>> Begin Passage to read
What I'm saying is achieve a perpetual vibration of, let's call it elevation.
Let's not call it being high.
To achieve a perpetual state where it's so common and normal that you don't even feel like you're high.
everlast
How do we live?
Isn't that how we live?
joe rogan
Pretty close.
everlast
Pretty fucking close.
joe rogan
I take days off, though.
Do you take days off?
everlast
Absolutely.
Honestly, more than I, like, since in the last seven years, way more than I used to because of my kids.
Before my kids, I was perpetually high.
Like, I was high from the moment I woke up to the moment I went to sleep.
And I don't even look at that as a bad thing.
It's a thing.
Yeah, I was perpetually high.
joe rogan
I know a lot of people that are very productive and very smart who also do that.
And they enjoy it more.
everlast
Now, the wife and I, at the end of a long day, we'll go out in the backyard, because we don't smoke anywhere near the kids because of cystic fibrosis and all that, but we will, like that, and you know what?
Fuck anybody that doesn't like it.
I know parents that are alcoholics and shit, you know what I mean?
joe rogan
It's legal now.
>> End Passage to read
>> Begin Data block
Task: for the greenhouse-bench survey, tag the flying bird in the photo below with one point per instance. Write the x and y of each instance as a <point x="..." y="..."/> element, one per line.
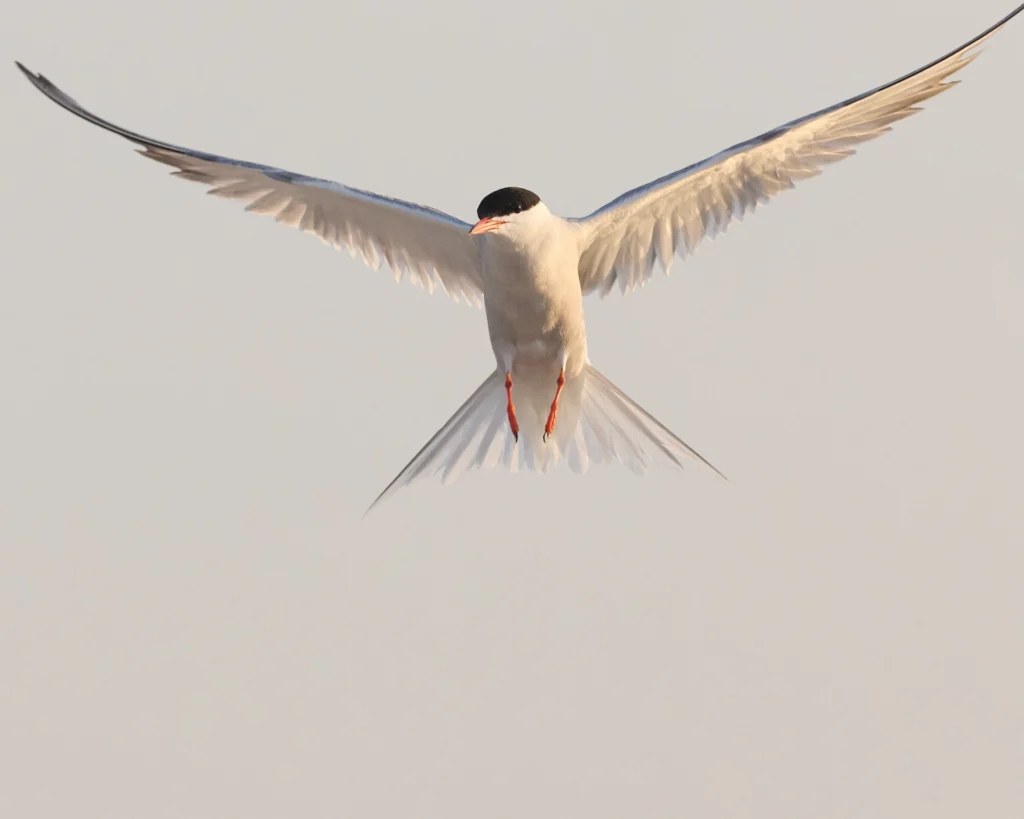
<point x="544" y="401"/>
>> End Data block
## [Work to complete]
In the conversation transcript, where does Everlast say the wife and Everlast go at the end of a long day?

## [Answer in full]
Out in the backyard.